─── STORED DATA ───
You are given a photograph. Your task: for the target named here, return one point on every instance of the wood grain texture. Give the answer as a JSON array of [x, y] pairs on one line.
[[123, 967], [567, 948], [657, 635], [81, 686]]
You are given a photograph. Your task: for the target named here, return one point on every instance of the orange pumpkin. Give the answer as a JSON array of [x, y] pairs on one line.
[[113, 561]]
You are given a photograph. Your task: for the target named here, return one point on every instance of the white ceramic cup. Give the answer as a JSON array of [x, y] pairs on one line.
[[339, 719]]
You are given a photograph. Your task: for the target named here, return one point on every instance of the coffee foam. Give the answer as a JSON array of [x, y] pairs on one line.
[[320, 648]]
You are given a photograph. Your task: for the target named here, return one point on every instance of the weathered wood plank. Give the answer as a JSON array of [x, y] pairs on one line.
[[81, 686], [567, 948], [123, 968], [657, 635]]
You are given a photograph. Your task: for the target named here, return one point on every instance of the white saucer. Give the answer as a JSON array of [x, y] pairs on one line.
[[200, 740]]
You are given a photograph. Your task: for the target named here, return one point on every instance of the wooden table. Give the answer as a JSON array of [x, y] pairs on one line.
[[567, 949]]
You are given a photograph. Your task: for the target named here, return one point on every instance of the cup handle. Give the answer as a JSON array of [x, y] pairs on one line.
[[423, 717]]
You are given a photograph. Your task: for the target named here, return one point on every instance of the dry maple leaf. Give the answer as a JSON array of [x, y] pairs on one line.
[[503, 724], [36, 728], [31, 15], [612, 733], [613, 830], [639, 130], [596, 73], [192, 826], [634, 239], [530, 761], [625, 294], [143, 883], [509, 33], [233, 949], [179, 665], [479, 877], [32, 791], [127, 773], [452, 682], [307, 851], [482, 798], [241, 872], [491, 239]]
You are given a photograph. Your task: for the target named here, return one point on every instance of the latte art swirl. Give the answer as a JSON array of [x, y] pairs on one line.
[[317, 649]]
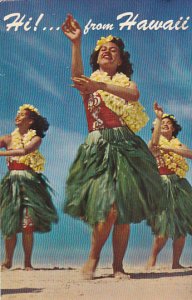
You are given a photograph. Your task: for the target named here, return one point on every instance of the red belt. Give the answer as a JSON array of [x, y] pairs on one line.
[[165, 171], [14, 165]]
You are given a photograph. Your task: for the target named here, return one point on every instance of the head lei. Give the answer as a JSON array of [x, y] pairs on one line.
[[103, 41], [29, 107]]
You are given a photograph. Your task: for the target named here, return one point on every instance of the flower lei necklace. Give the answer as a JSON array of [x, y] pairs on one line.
[[35, 159], [173, 161], [132, 113]]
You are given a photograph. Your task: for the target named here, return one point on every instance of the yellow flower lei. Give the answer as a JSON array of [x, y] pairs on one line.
[[35, 159], [132, 113], [173, 161]]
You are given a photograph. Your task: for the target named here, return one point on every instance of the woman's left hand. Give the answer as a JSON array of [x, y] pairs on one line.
[[85, 85]]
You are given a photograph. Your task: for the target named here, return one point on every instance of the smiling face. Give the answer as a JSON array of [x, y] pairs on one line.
[[23, 120], [109, 56], [167, 127]]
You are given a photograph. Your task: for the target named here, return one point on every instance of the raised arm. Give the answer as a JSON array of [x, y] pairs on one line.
[[32, 146], [72, 31], [157, 127]]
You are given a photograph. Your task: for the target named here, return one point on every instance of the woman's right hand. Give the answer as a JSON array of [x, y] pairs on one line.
[[72, 29], [158, 110]]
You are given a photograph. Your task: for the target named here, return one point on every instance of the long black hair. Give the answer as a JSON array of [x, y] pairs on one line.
[[40, 124], [125, 67]]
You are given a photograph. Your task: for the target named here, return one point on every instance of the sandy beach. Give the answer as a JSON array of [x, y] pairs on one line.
[[67, 283]]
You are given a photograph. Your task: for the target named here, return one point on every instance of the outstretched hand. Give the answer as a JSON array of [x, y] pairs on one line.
[[71, 29], [85, 85], [158, 110]]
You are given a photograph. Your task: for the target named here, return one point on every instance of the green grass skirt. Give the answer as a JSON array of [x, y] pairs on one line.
[[113, 166], [176, 220], [20, 189]]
───
§ **TASK PROMPT**
Please copy out the material above word for word, from the line containing "the cup handle." down to the line containing "[[165, 171], [14, 165]]", with both of those lines included. Leave the pictures out of your copy.

§ **TASK SOLUTION**
You are given a photograph. Your task: for the target named here, return one point on every instance of the cup handle. Give the answer as a JSON array of [x, y] pairs on one line.
[[423, 717]]
You are given a photograph. Your task: for the target named here, return one point on every instance of the dry maple leaf. Give the answer as a JSON array of [x, y] pairs on one line.
[[503, 724], [36, 728], [31, 15], [612, 733], [613, 830], [639, 130], [596, 73], [192, 826], [634, 239], [530, 761], [625, 294], [143, 883], [509, 33], [233, 949], [179, 665], [479, 877], [32, 791], [127, 773], [452, 682], [307, 851], [482, 798], [241, 872], [491, 239]]
You are given a photograph. Your task: for the target named here, return one point on every instance of the latte art swirl. Give the answer as a JSON array of [x, y] pairs on one line.
[[317, 649]]
You are given a photograph. Your task: for the target named here, return one point on every instance of the red belt. Give the answer as a JSON array of [x, y] pairs on one line.
[[165, 171], [14, 165]]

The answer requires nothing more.